Extrait à lire =>

· · · · · · ·

Existe-t-il aujourd'hui un contexte tel qu'il légitimerait un serment donnant à la science un sens et une limite? Qui rendrait possible ce contrat naturel dont a parlé Michel Serres dans un autre ouvrage récent? Il est déjà bien difficile d'assurer dans l'harmonie le progrès d'une humanité qui, à cette fin, exploite inconsidérément la nature. Dans Le Contrat naturel, Michel Serres nous rappelle qu'il faudrait que la nature soit représentée à la table de la négociation du partage. Nouveau pacte social doublé d'un pacte avec la nature? Où trouverons-nous l'inspiration nécessaire à une telle tâche? 

Si chimérique qu'elle semble à première vue, l'idée d'un serment de la science, mérite plus qu'une considération amusée. Et on comprend pourquoi des représentants de l'Unesco ont demandé à Michel Serres de poursuivre sa réflexion sur cette question.

· · · · · · ·

Entrées extraites =>
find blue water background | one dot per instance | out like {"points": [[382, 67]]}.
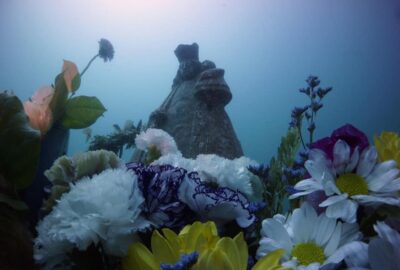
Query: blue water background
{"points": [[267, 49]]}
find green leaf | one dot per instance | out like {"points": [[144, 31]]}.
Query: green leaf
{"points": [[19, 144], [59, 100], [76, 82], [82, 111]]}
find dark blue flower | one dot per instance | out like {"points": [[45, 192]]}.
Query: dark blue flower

· · · · · · ·

Consigne 1 => Recopiez le passage de l'extrait sur le serment de la science qui commence par « Existe-t-il aujourd'hui un » et se poursuit jusqu'à « une telle tâche? ».
Consigne 2 => D'après l'extrait sur le serment de la science, qui a demandé à Michel Serres de poursuivre sa réflexion sur cette question ?
Les entrées n'ont aucun lien avec l'extrait.

Réponse complète 1 =>
Existe-t-il aujourd'hui un contexte tel qu'il légitimerait un serment donnant à la science un sens et une limite? Qui rendrait possible ce contrat naturel dont a parlé Michel Serres dans un autre ouvrage récent? Il est déjà bien difficile d'assurer dans l'harmonie le progrès d'une humanité qui, à cette fin, exploite inconsidérément la nature. Dans Le Contrat naturel, Michel Serres nous rappelle qu'il faudrait que la nature soit représentée à la table de la négociation du partage. Nouveau pacte social doublé d'un pacte avec la nature? Où trouverons-nous l'inspiration nécessaire à une telle tâche?

Réponse complète 2 => Des représentants de l'Unesco.